> Directions
Reproduction without pictures: print every entry precisely as written.

********

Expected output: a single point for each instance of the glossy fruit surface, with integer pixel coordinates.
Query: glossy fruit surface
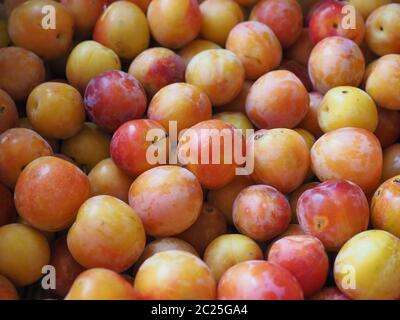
(347, 107)
(123, 28)
(101, 284)
(56, 110)
(174, 23)
(366, 267)
(336, 61)
(107, 233)
(281, 158)
(338, 154)
(182, 103)
(156, 68)
(20, 71)
(175, 275)
(168, 199)
(258, 280)
(384, 206)
(131, 142)
(287, 26)
(41, 195)
(113, 98)
(87, 60)
(299, 253)
(18, 147)
(218, 72)
(228, 250)
(261, 212)
(333, 211)
(278, 99)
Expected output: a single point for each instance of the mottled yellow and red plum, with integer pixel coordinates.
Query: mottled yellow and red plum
(331, 18)
(175, 275)
(372, 259)
(156, 68)
(299, 253)
(107, 234)
(113, 98)
(336, 61)
(333, 211)
(278, 99)
(101, 284)
(228, 250)
(136, 134)
(24, 251)
(384, 206)
(174, 23)
(182, 103)
(261, 212)
(349, 153)
(281, 158)
(123, 28)
(256, 46)
(214, 164)
(18, 147)
(49, 192)
(20, 72)
(284, 17)
(219, 73)
(258, 280)
(25, 27)
(168, 199)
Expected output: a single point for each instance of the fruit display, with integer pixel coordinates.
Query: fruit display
(200, 150)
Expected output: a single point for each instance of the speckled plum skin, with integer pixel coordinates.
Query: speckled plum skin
(256, 46)
(100, 284)
(113, 98)
(333, 212)
(156, 68)
(281, 158)
(18, 147)
(304, 257)
(181, 102)
(258, 280)
(327, 21)
(211, 175)
(261, 212)
(175, 275)
(334, 62)
(167, 198)
(107, 233)
(7, 207)
(349, 153)
(287, 25)
(278, 99)
(385, 206)
(129, 146)
(174, 23)
(383, 83)
(49, 193)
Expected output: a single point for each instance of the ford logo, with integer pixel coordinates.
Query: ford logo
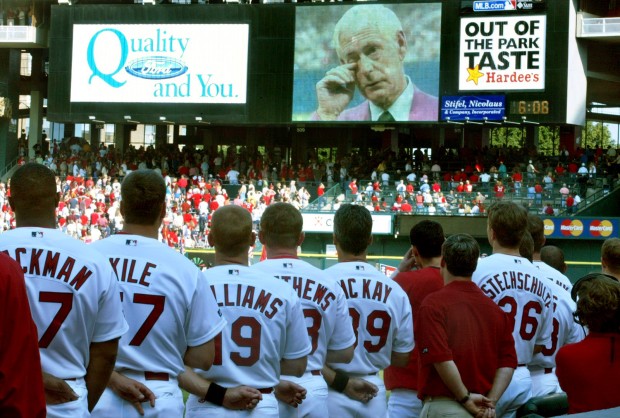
(156, 68)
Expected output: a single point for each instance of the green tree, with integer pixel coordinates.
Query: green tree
(595, 135)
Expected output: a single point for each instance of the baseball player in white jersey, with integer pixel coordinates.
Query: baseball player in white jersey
(265, 334)
(73, 296)
(172, 314)
(519, 289)
(565, 329)
(322, 300)
(381, 315)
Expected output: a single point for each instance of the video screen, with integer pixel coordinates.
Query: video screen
(160, 63)
(367, 63)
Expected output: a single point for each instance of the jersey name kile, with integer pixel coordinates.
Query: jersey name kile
(247, 297)
(46, 263)
(379, 292)
(507, 280)
(308, 289)
(125, 268)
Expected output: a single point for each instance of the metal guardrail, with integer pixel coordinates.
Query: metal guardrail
(7, 169)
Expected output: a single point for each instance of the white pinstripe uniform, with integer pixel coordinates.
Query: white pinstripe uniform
(328, 323)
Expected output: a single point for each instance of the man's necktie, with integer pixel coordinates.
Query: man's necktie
(386, 117)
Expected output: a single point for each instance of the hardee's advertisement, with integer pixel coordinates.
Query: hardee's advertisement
(589, 228)
(160, 63)
(502, 53)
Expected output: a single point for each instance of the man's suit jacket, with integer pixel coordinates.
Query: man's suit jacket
(423, 108)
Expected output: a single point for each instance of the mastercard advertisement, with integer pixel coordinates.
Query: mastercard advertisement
(589, 228)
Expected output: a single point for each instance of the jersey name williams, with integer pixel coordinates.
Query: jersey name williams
(52, 264)
(508, 280)
(247, 297)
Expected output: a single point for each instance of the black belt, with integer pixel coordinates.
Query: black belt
(156, 376)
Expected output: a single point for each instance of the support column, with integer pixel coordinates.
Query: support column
(36, 105)
(9, 82)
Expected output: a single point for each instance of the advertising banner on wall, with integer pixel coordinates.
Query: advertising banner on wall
(589, 228)
(324, 222)
(160, 63)
(502, 53)
(473, 107)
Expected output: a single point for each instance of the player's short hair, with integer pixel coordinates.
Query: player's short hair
(367, 16)
(281, 225)
(553, 256)
(353, 228)
(33, 189)
(526, 249)
(598, 302)
(427, 236)
(231, 230)
(143, 193)
(509, 221)
(460, 253)
(610, 253)
(536, 227)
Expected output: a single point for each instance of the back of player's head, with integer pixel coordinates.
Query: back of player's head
(281, 225)
(536, 227)
(427, 236)
(33, 189)
(554, 257)
(353, 228)
(598, 302)
(509, 221)
(460, 253)
(610, 255)
(357, 18)
(526, 249)
(231, 230)
(143, 194)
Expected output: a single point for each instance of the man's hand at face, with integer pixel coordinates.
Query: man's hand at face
(335, 91)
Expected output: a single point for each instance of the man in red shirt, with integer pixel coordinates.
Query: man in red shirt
(21, 386)
(467, 353)
(418, 275)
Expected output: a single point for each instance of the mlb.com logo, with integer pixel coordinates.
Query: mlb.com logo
(494, 5)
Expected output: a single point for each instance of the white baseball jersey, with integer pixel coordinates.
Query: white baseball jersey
(265, 325)
(555, 276)
(520, 290)
(324, 306)
(73, 295)
(381, 315)
(168, 304)
(565, 329)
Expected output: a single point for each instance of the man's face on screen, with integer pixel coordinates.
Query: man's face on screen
(379, 62)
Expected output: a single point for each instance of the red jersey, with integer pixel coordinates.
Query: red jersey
(417, 284)
(462, 324)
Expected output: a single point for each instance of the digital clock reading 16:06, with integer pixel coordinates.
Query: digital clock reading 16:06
(529, 107)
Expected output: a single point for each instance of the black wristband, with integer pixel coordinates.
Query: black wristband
(215, 394)
(340, 382)
(464, 399)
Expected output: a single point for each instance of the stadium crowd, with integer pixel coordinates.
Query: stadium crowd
(452, 182)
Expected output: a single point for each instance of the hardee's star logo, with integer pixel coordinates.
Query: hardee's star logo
(474, 74)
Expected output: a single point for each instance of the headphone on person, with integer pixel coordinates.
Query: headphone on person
(588, 278)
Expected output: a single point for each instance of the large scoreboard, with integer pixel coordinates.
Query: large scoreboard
(502, 61)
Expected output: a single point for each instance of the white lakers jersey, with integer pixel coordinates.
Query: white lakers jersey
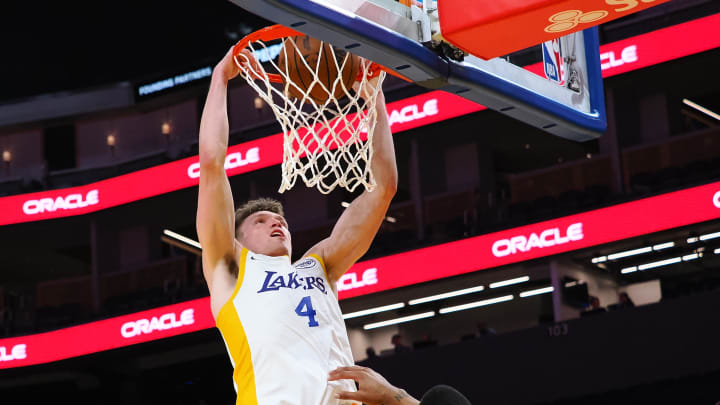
(284, 332)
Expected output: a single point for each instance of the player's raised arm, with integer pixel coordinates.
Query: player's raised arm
(215, 214)
(355, 230)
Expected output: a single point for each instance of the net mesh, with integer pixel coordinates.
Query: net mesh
(326, 144)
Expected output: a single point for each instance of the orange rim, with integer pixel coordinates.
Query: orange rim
(278, 31)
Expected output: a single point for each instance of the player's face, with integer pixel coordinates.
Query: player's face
(266, 233)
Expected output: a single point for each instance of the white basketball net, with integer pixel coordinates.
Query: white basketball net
(326, 144)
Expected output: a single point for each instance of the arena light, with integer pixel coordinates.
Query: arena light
(709, 236)
(660, 263)
(182, 242)
(476, 304)
(702, 109)
(628, 253)
(538, 291)
(599, 259)
(446, 295)
(662, 246)
(399, 320)
(509, 282)
(375, 310)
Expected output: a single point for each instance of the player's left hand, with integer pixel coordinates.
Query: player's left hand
(373, 389)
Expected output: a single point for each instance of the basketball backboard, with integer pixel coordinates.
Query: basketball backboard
(570, 103)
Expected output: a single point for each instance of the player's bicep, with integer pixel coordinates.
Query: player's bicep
(215, 218)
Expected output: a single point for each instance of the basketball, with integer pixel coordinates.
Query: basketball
(303, 75)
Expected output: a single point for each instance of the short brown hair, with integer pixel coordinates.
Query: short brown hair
(253, 206)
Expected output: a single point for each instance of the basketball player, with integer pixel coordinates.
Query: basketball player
(281, 322)
(374, 389)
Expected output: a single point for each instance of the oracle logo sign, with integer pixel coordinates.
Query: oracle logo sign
(17, 352)
(546, 238)
(69, 202)
(610, 59)
(413, 112)
(350, 281)
(163, 322)
(232, 161)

********

> Solution to this exercise
Expected output: a single point for each instance of the glossy fruit surface, with integer pixel coordinates.
Query: glossy fruit surface
(347, 107)
(123, 28)
(101, 284)
(56, 110)
(174, 23)
(366, 267)
(336, 61)
(107, 233)
(281, 158)
(338, 154)
(182, 103)
(156, 68)
(20, 71)
(175, 275)
(168, 199)
(258, 280)
(384, 206)
(131, 142)
(287, 26)
(41, 195)
(113, 98)
(87, 60)
(299, 253)
(18, 147)
(218, 72)
(228, 250)
(261, 212)
(333, 211)
(278, 99)
Expected output: a single point for each instance of the mottled yellow and red plum, with integer pixel coordinates.
Query: mottled yellow and red plum
(331, 18)
(175, 275)
(372, 259)
(156, 68)
(299, 253)
(107, 234)
(113, 98)
(336, 61)
(333, 211)
(278, 99)
(101, 284)
(228, 250)
(136, 134)
(24, 251)
(384, 206)
(174, 23)
(182, 103)
(261, 212)
(349, 153)
(281, 158)
(123, 28)
(256, 46)
(214, 164)
(18, 147)
(49, 192)
(20, 72)
(284, 17)
(219, 73)
(258, 280)
(25, 27)
(168, 199)
Expected output: a single point for each instance of the fruit display, with integer pixel coordinates.
Query: fruit display
(200, 150)
Expected output: a single point for each instance of the speckled plum skin, with integer pixel coordinates.
Query: speckled plum skin
(256, 46)
(100, 284)
(113, 98)
(333, 212)
(156, 68)
(281, 158)
(18, 147)
(304, 257)
(181, 102)
(258, 280)
(327, 21)
(211, 175)
(261, 212)
(175, 275)
(334, 62)
(167, 198)
(107, 233)
(7, 207)
(349, 153)
(287, 25)
(278, 99)
(385, 206)
(129, 146)
(174, 23)
(383, 83)
(49, 193)
Expected output: a single point for each instance of the ford logo, with integer pixel coordinates.
Query: ford logo
(156, 68)
Expected output: a single point for each instance of the green tree, with integer pixel coordinates.
Query: green tree
(595, 135)
Expected output: a single point for each instance of the baseball player in white jersey, with integer pixel coordinates.
Query: baseball player in white jersey
(265, 334)
(73, 296)
(172, 314)
(519, 289)
(565, 329)
(322, 300)
(381, 315)
Expected output: a single point for each instance of the video screen, with integer pixel coordinates.
Query: video screen
(160, 63)
(367, 63)
Expected output: a single point for each instance of the jersey name kile, with integer pixel coordinates.
Query: jersey name kile
(247, 297)
(46, 263)
(379, 292)
(507, 280)
(308, 289)
(125, 268)
Expected output: a single point for each instance of the metal guardrail, with integer pixel coordinates.
Query: metal guardrail
(7, 169)
Expected output: a single point for each instance of the white pinstripe uniform, with integer pixel coordinates.
Query: white pinstripe uniform
(328, 323)
Expected output: a single point for each instance of the man's necktie, with integer pixel coordinates.
Query: man's necktie
(386, 117)
Expected output: a single point for each instance of the hardee's advertisement, with integer pixel coordinates.
Query: hardee's advertisement
(589, 228)
(160, 63)
(502, 53)
Expected output: a single point for each instance of the man's suit jacket, with integer pixel coordinates.
Query: man's suit jacket
(423, 108)
Expected output: a single point for each instance of the mastercard advertisement, with integer pixel coordinates.
Query: mastercard advertisement
(589, 228)
Expected output: a single point for each instance of the jersey name williams, with integer pixel coordinates.
Query: jersey name williams
(52, 264)
(508, 280)
(247, 297)
Expected output: a single point for each instance of the black belt, with integer pixel coordinates.
Query: black belt
(156, 376)
Expected output: a single point for each instance of the support column, with integer pixel coordinates.
Query: support column
(36, 105)
(9, 82)
Expected output: a single point for each instance of the advertising banner on wall, with integer pixel coordinates.
Query: advertising banner on wall
(589, 228)
(324, 222)
(160, 63)
(502, 53)
(473, 107)
Expected output: a single point for each instance of the player's short hair, with integer pixel coordinates.
Query: player's short hair
(367, 16)
(281, 225)
(553, 256)
(353, 228)
(33, 189)
(526, 249)
(598, 302)
(427, 236)
(231, 230)
(143, 193)
(509, 221)
(460, 253)
(610, 253)
(536, 227)
Expected output: a single point for each instance of the back of player's head, with integer pixel coordinates.
Query: back of player's head
(281, 225)
(536, 227)
(427, 236)
(33, 189)
(554, 257)
(353, 228)
(598, 302)
(509, 221)
(460, 253)
(610, 255)
(357, 18)
(526, 249)
(231, 230)
(143, 194)
Expected output: a single point for each instance of the man's hand at face, with integer pixel coordinates.
Query: man's hand at face
(335, 91)
Expected output: a single point for each instance of the man in red shirt, with integer pixel coordinates.
Query: man in red shirt
(21, 386)
(467, 353)
(418, 275)
Expected output: a single point for each instance of the mlb.com logo, with integer pixel coordinates.
Query: mlb.com logo
(494, 5)
Expected output: a single point for each instance of the white baseball jersey, with integer pixel coordinates.
Query: white baseball jersey
(265, 325)
(555, 276)
(520, 290)
(324, 306)
(73, 295)
(381, 315)
(168, 304)
(565, 329)
Expected output: a single point for each instance of the man's face on screen, with integer pixel coordinates.
Query: man's face on screen
(379, 62)
Expected output: a single point for each instance of the red jersey, with integer pixel coordinates.
Query: red jersey
(417, 284)
(462, 324)
Expected output: a single point for each instance of the digital clock reading 16:06, with integer pixel coordinates.
Query: digital clock reading 16:06
(529, 107)
Expected output: a single point for each instance of the black wristband, with integer pixel coordinates.
Query: black wristband
(215, 394)
(340, 382)
(464, 399)
Expected output: a single point for each instance of the stadium crowd, with integer pixel coordinates.
Query: stadium crowd
(452, 182)
Expected output: a single point for each instance of the hardee's star logo, with integer pixel coordinates.
Query: hardee's star logo
(474, 74)
Expected output: a single point for each instance of the headphone on person, with integer pixel coordinates.
Query: headphone on person
(588, 278)
Expected output: a single point for each instance of the large scoreboard, with integer pixel coordinates.
Query: large scoreboard
(502, 61)
Expected output: a single point for each instance of the white lakers jersey, with integer pixel coordinates.
Query: white lakers jersey
(284, 332)
Expected output: a single point for each instance of the player's raised arm, with integer pixel coordinates.
Query: player's raised arm
(215, 214)
(355, 230)
Expected output: a single point for each instance of the net mesh, with integer pixel coordinates.
Query: net mesh
(326, 144)
Expected output: a single point for each instance of the orange rim, with integer pixel coordinates.
Query: orange rim
(278, 31)
Expected output: a single point for each instance of the player's face, with integer pixel coordinates.
Query: player's face
(266, 233)
Expected output: a single point for each instance of the white basketball net, with integer pixel coordinates.
Query: white basketball net
(326, 144)
Expected output: a single point for each instance of the arena light, with integer pixel coordinates.
Query: arena light
(709, 236)
(660, 263)
(182, 242)
(476, 304)
(702, 109)
(628, 253)
(538, 291)
(599, 259)
(446, 295)
(662, 246)
(399, 320)
(509, 282)
(375, 310)
Expected output: a single point for each instance of the player's left hand, with integer pixel coordinates.
Query: player's left hand
(373, 389)
Expected output: a single point for each instance of the basketball backboard, with integer pixel coordinates.
Query: basketball backboard
(570, 103)
Expected output: a single point for each instance of the player's bicep, with integer pixel coordinates.
Query: player's bicep
(215, 218)
Expected output: a single point for each instance of the basketball, with integer pixel coordinates.
Query: basketball
(303, 75)
Expected output: a single point for each instance of the short brown hair, with integer pixel coordinates.
Query: short brown hair
(253, 206)
Expected output: a single point for each instance of the basketball player, with integer pixel coordinates.
Query: basketball player
(281, 322)
(374, 389)
Expected output: a single point for each instance of the oracle logo sign, with integer pixel coordinates.
Query: oracle logo sign
(17, 352)
(546, 238)
(69, 202)
(610, 59)
(413, 112)
(350, 281)
(163, 322)
(232, 161)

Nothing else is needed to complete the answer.